Required task.
Lay out all of the data below as a Markdown table with two columns, Row and Data line. Put a row number in the first column and one line in the second, and leave out blank lines and the picture placeholders.

Dataset excerpts.
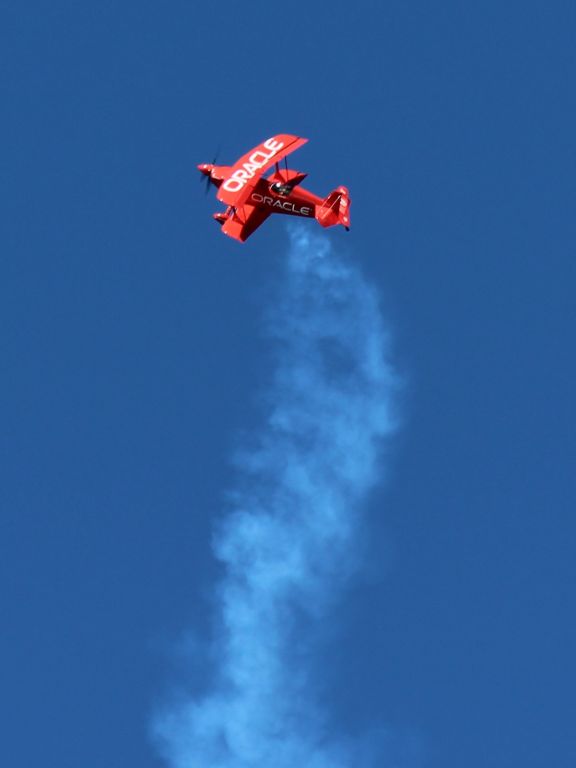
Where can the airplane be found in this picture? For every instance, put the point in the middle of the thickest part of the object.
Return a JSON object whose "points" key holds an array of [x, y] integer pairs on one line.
{"points": [[251, 199]]}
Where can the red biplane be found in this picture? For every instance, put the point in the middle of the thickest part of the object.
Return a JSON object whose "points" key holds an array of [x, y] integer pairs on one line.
{"points": [[251, 198]]}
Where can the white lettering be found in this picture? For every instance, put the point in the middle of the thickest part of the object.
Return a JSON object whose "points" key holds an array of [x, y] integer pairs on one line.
{"points": [[257, 160]]}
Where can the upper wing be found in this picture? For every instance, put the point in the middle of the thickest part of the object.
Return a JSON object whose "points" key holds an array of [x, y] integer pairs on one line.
{"points": [[244, 174], [242, 223]]}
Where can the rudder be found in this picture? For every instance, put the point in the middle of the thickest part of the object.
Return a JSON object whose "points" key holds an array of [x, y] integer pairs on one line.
{"points": [[335, 209]]}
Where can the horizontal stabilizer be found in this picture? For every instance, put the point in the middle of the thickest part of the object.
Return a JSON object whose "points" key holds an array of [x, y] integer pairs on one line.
{"points": [[335, 209]]}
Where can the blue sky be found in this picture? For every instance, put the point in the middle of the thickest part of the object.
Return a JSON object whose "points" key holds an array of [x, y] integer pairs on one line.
{"points": [[133, 354]]}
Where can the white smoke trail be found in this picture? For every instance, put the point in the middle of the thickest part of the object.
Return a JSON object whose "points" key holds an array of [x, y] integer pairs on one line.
{"points": [[289, 537]]}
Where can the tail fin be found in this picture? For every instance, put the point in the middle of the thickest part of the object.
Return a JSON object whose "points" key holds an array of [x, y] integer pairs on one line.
{"points": [[335, 209]]}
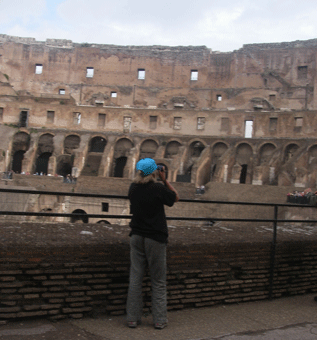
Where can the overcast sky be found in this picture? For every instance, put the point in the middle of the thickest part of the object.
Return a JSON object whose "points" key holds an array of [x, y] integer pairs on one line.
{"points": [[222, 25]]}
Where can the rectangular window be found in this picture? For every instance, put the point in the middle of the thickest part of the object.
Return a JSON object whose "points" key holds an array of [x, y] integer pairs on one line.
{"points": [[298, 124], [299, 121], [193, 75], [38, 69], [177, 123], [24, 116], [224, 124], [90, 72], [273, 124], [248, 129], [50, 117], [201, 123], [141, 73], [153, 122], [76, 118], [302, 72], [104, 206], [127, 121], [101, 119]]}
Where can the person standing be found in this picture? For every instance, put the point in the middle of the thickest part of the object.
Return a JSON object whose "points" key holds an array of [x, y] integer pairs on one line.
{"points": [[148, 239]]}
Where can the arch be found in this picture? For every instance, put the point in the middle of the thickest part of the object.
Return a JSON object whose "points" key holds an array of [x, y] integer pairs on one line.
{"points": [[21, 141], [312, 158], [243, 173], [64, 165], [120, 163], [121, 153], [122, 147], [71, 142], [244, 153], [81, 218], [312, 152], [218, 150], [42, 163], [20, 144], [148, 149], [289, 151], [172, 149], [266, 152], [196, 148], [45, 144], [166, 169], [17, 161], [97, 144]]}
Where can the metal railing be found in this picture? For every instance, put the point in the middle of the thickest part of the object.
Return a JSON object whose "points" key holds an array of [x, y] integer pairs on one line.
{"points": [[15, 202]]}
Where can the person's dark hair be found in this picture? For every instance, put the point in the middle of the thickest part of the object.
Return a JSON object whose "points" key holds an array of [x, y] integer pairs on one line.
{"points": [[141, 179]]}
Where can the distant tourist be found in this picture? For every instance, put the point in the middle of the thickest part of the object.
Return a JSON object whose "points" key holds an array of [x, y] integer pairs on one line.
{"points": [[148, 241]]}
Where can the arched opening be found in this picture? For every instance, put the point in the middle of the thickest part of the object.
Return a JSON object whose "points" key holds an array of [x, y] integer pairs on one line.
{"points": [[195, 149], [42, 163], [64, 165], [148, 149], [82, 216], [290, 151], [121, 153], [166, 169], [97, 144], [266, 153], [213, 170], [20, 144], [243, 173], [119, 166], [71, 142], [17, 161], [172, 149]]}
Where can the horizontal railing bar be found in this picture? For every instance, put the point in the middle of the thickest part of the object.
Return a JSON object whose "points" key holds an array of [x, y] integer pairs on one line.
{"points": [[21, 213], [62, 193]]}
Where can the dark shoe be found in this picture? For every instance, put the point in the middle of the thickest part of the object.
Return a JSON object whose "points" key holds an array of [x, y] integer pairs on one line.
{"points": [[160, 325]]}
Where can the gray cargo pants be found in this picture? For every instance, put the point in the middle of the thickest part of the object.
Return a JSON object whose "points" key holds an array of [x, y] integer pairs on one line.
{"points": [[145, 251]]}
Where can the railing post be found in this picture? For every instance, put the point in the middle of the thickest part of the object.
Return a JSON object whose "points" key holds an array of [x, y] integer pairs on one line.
{"points": [[273, 250]]}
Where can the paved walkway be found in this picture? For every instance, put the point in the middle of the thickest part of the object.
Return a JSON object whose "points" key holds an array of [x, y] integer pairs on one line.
{"points": [[293, 318]]}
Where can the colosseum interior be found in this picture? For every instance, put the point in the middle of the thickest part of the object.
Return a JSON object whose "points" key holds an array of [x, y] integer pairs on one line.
{"points": [[248, 116]]}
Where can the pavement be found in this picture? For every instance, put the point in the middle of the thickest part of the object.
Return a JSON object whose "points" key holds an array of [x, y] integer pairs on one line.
{"points": [[291, 318]]}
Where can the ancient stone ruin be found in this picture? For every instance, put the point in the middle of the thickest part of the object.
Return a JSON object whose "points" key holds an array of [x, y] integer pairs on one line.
{"points": [[248, 116]]}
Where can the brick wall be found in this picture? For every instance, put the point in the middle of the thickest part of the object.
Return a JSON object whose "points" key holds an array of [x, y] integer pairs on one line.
{"points": [[60, 271]]}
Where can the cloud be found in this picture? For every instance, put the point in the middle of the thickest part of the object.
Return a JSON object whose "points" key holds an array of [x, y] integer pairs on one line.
{"points": [[23, 10], [221, 25]]}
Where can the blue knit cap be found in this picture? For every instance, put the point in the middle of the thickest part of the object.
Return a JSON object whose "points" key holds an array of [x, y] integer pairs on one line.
{"points": [[147, 166]]}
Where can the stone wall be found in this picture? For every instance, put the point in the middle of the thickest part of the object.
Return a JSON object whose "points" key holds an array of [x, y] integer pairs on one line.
{"points": [[66, 270]]}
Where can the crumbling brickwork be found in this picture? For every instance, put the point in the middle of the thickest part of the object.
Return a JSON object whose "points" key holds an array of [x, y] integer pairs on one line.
{"points": [[247, 116]]}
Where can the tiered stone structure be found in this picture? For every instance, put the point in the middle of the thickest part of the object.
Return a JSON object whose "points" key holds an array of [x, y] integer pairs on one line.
{"points": [[247, 116], [60, 271]]}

Problem solution.
| Row | Data line |
|---|---|
| 1 | Where can the airplane be found in this picture? For every instance, put the point in the middle of the thickest part of the object. |
| 2 | Return a JSON object whose "points" key holds an array of [x, y] integer pairs on one line. |
| 3 | {"points": [[251, 199]]} |
| 4 | Where can the red biplane be found in this picture? For every instance, put the point in the middle of the thickest part of the object. |
| 5 | Return a JSON object whose "points" key holds an array of [x, y] integer pairs on one line. |
| 6 | {"points": [[251, 198]]} |
| 7 | Where can the white lettering be found in this picture? For every instance, put the point in the middle of the thickest part of the object. |
| 8 | Return a JSON object whose "points" key holds an array of [x, y] integer pairs on one line. |
| 9 | {"points": [[257, 160]]} |
| 10 | Where can the upper wing be found in this picture? For every instance, put the point in the middle of the thickest part of the object. |
| 11 | Return a JSON object whose "points" key holds an array of [x, y] integer pairs on one line. |
| 12 | {"points": [[244, 174], [242, 223]]} |
| 13 | Where can the rudder be found in this picture? For every instance, put the point in the middle of the thickest part of the object. |
| 14 | Return a JSON object whose "points" key holds an array of [x, y] integer pairs on one line. |
| 15 | {"points": [[335, 209]]} |
| 16 | Where can the horizontal stabilizer be found in this picture? For every instance, put the point in the middle of the thickest part of the object. |
| 17 | Return a JSON object whose "points" key holds an array of [x, y] integer pairs on one line. |
| 18 | {"points": [[335, 209]]} |
| 19 | Where can the blue sky be found in this picture? For every instance, put the point in the middle of the thickest part of the object. |
| 20 | Return a JSON object whose "points" key holds an array of [x, y] integer pairs on one line. |
| 21 | {"points": [[133, 354]]} |
| 22 | Where can the white smoke trail be found in this picture? For every instance, put the point in the middle of the thickest part of the object. |
| 23 | Return a JSON object whose "points" key holds an array of [x, y] integer pairs on one line. |
| 24 | {"points": [[289, 537]]} |
| 25 | Where can the tail fin be found in this picture? For every instance, put the point in the middle of the thickest part of the object. |
| 26 | Return a JSON object whose "points" key holds an array of [x, y] integer pairs on one line. |
| 27 | {"points": [[335, 209]]} |
| 28 | Where can the overcast sky be found in this picture? For every instance, put the point in the middle of the thickest part of the object. |
| 29 | Return a JSON object whose "points" key holds an array of [x, y] integer pairs on one line. |
| 30 | {"points": [[222, 25]]} |
| 31 | Where can the rectangular window be found in this picture? For every instance, put the point in the middle of the thickest part of the object. |
| 32 | Return a JSON object whose "points" key holds an array of [x, y] integer pairs on one line. |
| 33 | {"points": [[298, 124], [299, 121], [193, 75], [38, 69], [177, 123], [24, 116], [224, 124], [90, 72], [273, 124], [248, 129], [50, 117], [201, 123], [141, 73], [153, 122], [76, 118], [302, 72], [104, 206], [127, 121], [101, 119]]} |
| 34 | Where can the person standing be found in this picture? For every instance, put the point in the middle of the thickest part of the object. |
| 35 | Return a JSON object whose "points" key holds an array of [x, y] integer pairs on one line. |
| 36 | {"points": [[148, 239]]} |
| 37 | Where can the arch be found in this picture? For every instance, put the point in the middle of the thickest part of the object. |
| 38 | Return a JSON object whose "points" key holds an array of [x, y] integer pairs on one line. |
| 39 | {"points": [[21, 141], [312, 158], [243, 173], [64, 165], [120, 163], [121, 153], [122, 147], [71, 142], [244, 153], [81, 218], [312, 152], [218, 150], [42, 163], [20, 144], [148, 149], [289, 151], [172, 149], [266, 152], [196, 148], [45, 144], [166, 169], [17, 161], [97, 144]]} |
| 40 | Where can the metal railing be found in this picture? For every instance, put the point in the middle of the thickest part of the object. |
| 41 | Return a JSON object whose "points" key holds an array of [x, y] integer pairs on one line. |
| 42 | {"points": [[15, 202]]} |
| 43 | Where can the person's dark hair be found in this picture? For every instance, put the point in the middle of the thickest part of the object. |
| 44 | Return a JSON object whose "points" key holds an array of [x, y] integer pairs on one line. |
| 45 | {"points": [[141, 179]]} |
| 46 | Where can the distant tourist be found in this picture? For every instance, put the point in the middle of the thickest part of the object. |
| 47 | Return a JSON object whose "points" key holds an array of [x, y] integer pairs on one line. |
| 48 | {"points": [[148, 241]]} |
| 49 | Where can the arched opening be found in this picture? For every instance, put the point in the middle of the thickest part of the object. |
| 50 | Return a JSON object whose "points" key holds an array of [x, y] integer pairs on one line. |
| 51 | {"points": [[195, 149], [42, 163], [64, 165], [148, 149], [82, 216], [290, 151], [121, 153], [166, 169], [97, 144], [266, 153], [213, 170], [20, 144], [243, 173], [119, 166], [71, 142], [17, 161], [172, 149]]} |
| 52 | Where can the horizontal railing bar be found in this picture? For every instance, put the point in the middle of the thickest part of the object. |
| 53 | Return a JSON object whose "points" key holds an array of [x, y] integer pairs on one line. |
| 54 | {"points": [[21, 213], [62, 193]]} |
| 55 | Where can the dark shoe be found in this picture? For every instance, put the point in the middle of the thickest part of the object. |
| 56 | Return a JSON object whose "points" key holds an array of [x, y] integer pairs on one line. |
| 57 | {"points": [[160, 325]]} |
| 58 | Where can the gray cargo pants be found in this picture? For every instance, put the point in the middle of the thickest part of the object. |
| 59 | Return a JSON object whose "points" key holds an array of [x, y] integer pairs on one line. |
| 60 | {"points": [[145, 251]]} |
| 61 | Where can the railing post be found in this picture? For every instance, put the point in the middle of the thickest part of the object. |
| 62 | Return a JSON object whose "points" key holds an array of [x, y] integer pairs on one line. |
| 63 | {"points": [[273, 250]]} |
| 64 | Where can the paved walkway be found in this picture? For every instance, put the point in the middle of the thickest part of the object. |
| 65 | Return a JSON object whose "points" key holds an array of [x, y] integer pairs on one line. |
| 66 | {"points": [[293, 318]]} |
| 67 | Where can the colosseum interior be found in this picture? For every instance, put the point in the middle of the thickest part of the object. |
| 68 | Return a JSON object whose "points" key holds an array of [x, y] integer pairs on one line. |
| 69 | {"points": [[248, 116]]} |
| 70 | Where can the pavement be found in this picture? For every instance, put the point in the middle of the thickest part of the object. |
| 71 | Return a JSON object whose "points" key holds an array of [x, y] integer pairs on one line. |
| 72 | {"points": [[291, 318]]} |
| 73 | Where can the ancient stone ruin be found in this picture? For every instance, put the point in the middle of the thickest part of the object. |
| 74 | Return a JSON object whose "points" key holds an array of [x, y] integer pairs on one line. |
| 75 | {"points": [[248, 116]]} |
| 76 | Where can the brick wall be found in this picture? For every instance, put the point in the middle of the thickest part of the object. |
| 77 | Return a JSON object whose "points" key holds an array of [x, y] integer pairs on one line. |
| 78 | {"points": [[60, 271]]} |
| 79 | Where can the cloud be found in this picture? For every instance, put the point in the middle of the thickest part of the object. |
| 80 | Return a JSON object whose "points" key holds an array of [x, y] integer pairs on one line. |
| 81 | {"points": [[23, 10], [221, 25]]} |
| 82 | Where can the blue knit cap be found in this picture? For every instance, put the point in the middle of the thickest part of the object. |
| 83 | Return a JSON object whose "points" key holds an array of [x, y] integer pairs on one line. |
| 84 | {"points": [[147, 166]]} |
| 85 | Where can the stone wall be found in this picture? For every instance, put the point in the middle of the thickest part of the object. |
| 86 | Return a JSON object whose "points" key holds an array of [x, y] integer pairs on one line. |
| 87 | {"points": [[66, 270]]} |
| 88 | Where can the crumbling brickwork be found in this picture? For every instance, put the point in the middle of the thickest part of the object. |
| 89 | Return a JSON object whose "points" key holds an array of [x, y] integer pairs on one line. |
| 90 | {"points": [[247, 116]]} |
| 91 | Where can the tiered stone structure be found in this picture? For every instance, put the point in the middle of the thickest part of the object. |
| 92 | Return a JSON object whose "points" key holds an array of [x, y] integer pairs on one line. |
| 93 | {"points": [[247, 116], [60, 271]]} |